──────── GIVEN RECORDS ────────
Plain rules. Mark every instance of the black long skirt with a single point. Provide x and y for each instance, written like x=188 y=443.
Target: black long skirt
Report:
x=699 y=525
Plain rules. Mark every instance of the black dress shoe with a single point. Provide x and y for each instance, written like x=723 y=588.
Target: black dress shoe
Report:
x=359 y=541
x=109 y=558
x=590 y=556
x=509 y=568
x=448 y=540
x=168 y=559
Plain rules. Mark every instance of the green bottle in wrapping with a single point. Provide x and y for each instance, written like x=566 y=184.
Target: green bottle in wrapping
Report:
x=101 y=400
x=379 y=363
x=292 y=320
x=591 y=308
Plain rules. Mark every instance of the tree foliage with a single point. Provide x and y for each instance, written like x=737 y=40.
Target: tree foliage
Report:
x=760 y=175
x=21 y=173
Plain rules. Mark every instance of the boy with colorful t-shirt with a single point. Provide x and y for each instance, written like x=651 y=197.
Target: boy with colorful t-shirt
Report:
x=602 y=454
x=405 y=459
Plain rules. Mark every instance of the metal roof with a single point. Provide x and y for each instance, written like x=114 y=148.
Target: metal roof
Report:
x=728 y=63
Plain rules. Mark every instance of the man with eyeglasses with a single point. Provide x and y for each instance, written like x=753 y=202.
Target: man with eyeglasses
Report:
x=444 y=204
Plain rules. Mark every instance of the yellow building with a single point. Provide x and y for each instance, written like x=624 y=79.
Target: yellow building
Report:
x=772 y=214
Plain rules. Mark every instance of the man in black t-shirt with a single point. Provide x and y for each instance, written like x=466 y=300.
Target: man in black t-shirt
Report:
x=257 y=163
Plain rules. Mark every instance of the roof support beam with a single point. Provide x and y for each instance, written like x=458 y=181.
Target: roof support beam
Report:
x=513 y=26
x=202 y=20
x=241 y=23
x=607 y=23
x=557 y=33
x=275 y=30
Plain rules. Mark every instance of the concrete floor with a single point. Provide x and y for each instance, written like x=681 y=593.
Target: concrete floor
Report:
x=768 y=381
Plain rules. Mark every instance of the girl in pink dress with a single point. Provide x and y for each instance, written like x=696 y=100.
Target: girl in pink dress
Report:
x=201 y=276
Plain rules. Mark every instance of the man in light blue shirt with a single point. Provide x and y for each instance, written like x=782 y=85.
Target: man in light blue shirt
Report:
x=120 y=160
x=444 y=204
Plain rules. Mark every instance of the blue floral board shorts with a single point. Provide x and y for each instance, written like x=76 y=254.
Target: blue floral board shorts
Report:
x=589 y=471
────────
◆ EXERCISE TASK:
Print the records above in full, exactly.

◆ COMPLETED TASK:
Plain rules. Mark every instance of the black long skirt with a single point. Provide x and y for each instance, written like x=188 y=443.
Target: black long skirt
Report:
x=699 y=525
Plain rules. Mark every instance of the black dress shoe with a single point. Provide x and y for each instance, written like x=723 y=588.
Target: black dress shoe
Report:
x=359 y=541
x=109 y=558
x=590 y=556
x=509 y=568
x=448 y=540
x=168 y=559
Plain rules. Mark every instance of the green bottle in wrapping with a single point. Provide x and y for each instance, written like x=566 y=184.
Target: green bottle in wrapping
Report:
x=101 y=400
x=379 y=363
x=292 y=320
x=591 y=308
Plain rules. Mark every instance of the tree foliage with a single point. Provide x and y for each instance, written like x=737 y=40.
Target: tree foliage
Report:
x=760 y=175
x=21 y=173
Plain rules. Mark every instance of the boy with colorful t-shirt with a single point. Provide x and y for each instance, written like x=651 y=197.
Target: boy with colorful t-shirt
Report:
x=602 y=454
x=405 y=459
Plain rules. Mark every instance of the metal roof with a single point. Provide x and y for each instance, written like x=114 y=148.
Target: metal roof
Report:
x=728 y=63
Plain rules. Mark every instance of the man with eyeglasses with a single point. Provide x and y for each instance, written like x=753 y=202.
Target: man with eyeglasses
Report:
x=444 y=204
Plain rules. Mark every instance of the yellow building with a single point. Provide x and y for each instance, written like x=624 y=79.
Target: yellow building
Report:
x=772 y=214
Plain rules. Mark every instance of the man in black t-shirt with a single point. Provide x and y for each instance, written like x=466 y=300.
Target: man in black t-shirt
Report:
x=257 y=163
Plain rules. Mark every instance of the roof support beam with a single point. Provide x and y for each instance, written like x=458 y=181.
Target: roof support beam
Report:
x=513 y=26
x=202 y=20
x=241 y=23
x=607 y=23
x=557 y=33
x=275 y=30
Plain rules. Mark every instance of the concrete floor with a single point. Provide x and y for each instance, written like x=681 y=593.
Target: concrete floor
Report:
x=768 y=381
Plain rules. Mark every instance of the girl in pink dress with a single point. Provide x and y for each instance, written like x=696 y=100.
Target: girl in pink dress
Report:
x=201 y=276
Plain rules. Mark every instance of the man in light blue shirt with a single point. Provide x and y for each instance, written like x=782 y=85.
Target: man in light blue shirt
Report:
x=120 y=160
x=444 y=204
Plain rules. Mark every instance of the blue floral board shorts with a single point. Provide x and y for each instance, written like x=76 y=254.
Target: blue floral board shorts
Report:
x=589 y=471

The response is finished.